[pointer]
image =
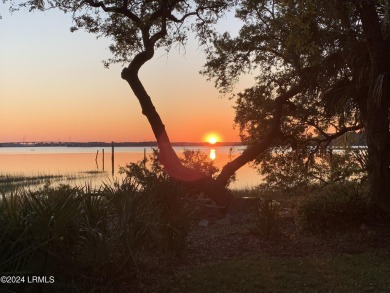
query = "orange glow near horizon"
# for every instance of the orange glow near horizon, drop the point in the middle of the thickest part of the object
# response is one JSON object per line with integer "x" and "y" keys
{"x": 212, "y": 138}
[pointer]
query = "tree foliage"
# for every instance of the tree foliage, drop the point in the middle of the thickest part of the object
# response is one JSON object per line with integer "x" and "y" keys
{"x": 315, "y": 69}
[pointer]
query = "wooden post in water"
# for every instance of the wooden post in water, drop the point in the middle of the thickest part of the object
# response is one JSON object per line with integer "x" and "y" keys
{"x": 112, "y": 157}
{"x": 103, "y": 158}
{"x": 97, "y": 153}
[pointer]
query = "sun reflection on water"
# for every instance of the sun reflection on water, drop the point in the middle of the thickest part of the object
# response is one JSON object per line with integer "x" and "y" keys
{"x": 213, "y": 154}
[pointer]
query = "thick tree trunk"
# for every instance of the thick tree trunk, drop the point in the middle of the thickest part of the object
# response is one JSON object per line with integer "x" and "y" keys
{"x": 378, "y": 104}
{"x": 167, "y": 155}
▬▬▬▬▬▬▬▬▬▬
What is required:
Rewrite all the lines above in full, with every x and y coordinate in the answer points shifted by -49 and the pictures left out.

Response to this exercise:
[pointer]
image =
query = "orange glow near horizon"
# for every instance of the orange glow near horizon, drop the point in the middle of the thickest part of the object
# response is one JSON object per line with integer "x" and "y" keys
{"x": 163, "y": 89}
[pointer]
query = "tree foliage"
# for every instance of the tree foliage, drop the point in the middle of the thickest part of the object
# response is one JSON object per line with integer "x" and "y" keys
{"x": 266, "y": 20}
[pointer]
query = "wooden post in water"
# for every instance of the wooden post in water, drop the point in the middle of the thickest part of the object
# response is one JSON object per line with integer "x" and "y" keys
{"x": 63, "y": 108}
{"x": 54, "y": 109}
{"x": 48, "y": 104}
[pointer]
query = "sun reflection on water"
# for every instance of the sun reflection on water, drop the point in the middle of the thickest part of the object
# response is one JSON object per line with integer "x" and "y" keys
{"x": 164, "y": 105}
[pointer]
query = "thick tree trunk"
# for every instance of the thick tree trunk, drop the point in the middle of the thickest part of the object
# response is one JSON object per line with integer "x" and "y" keys
{"x": 329, "y": 55}
{"x": 118, "y": 106}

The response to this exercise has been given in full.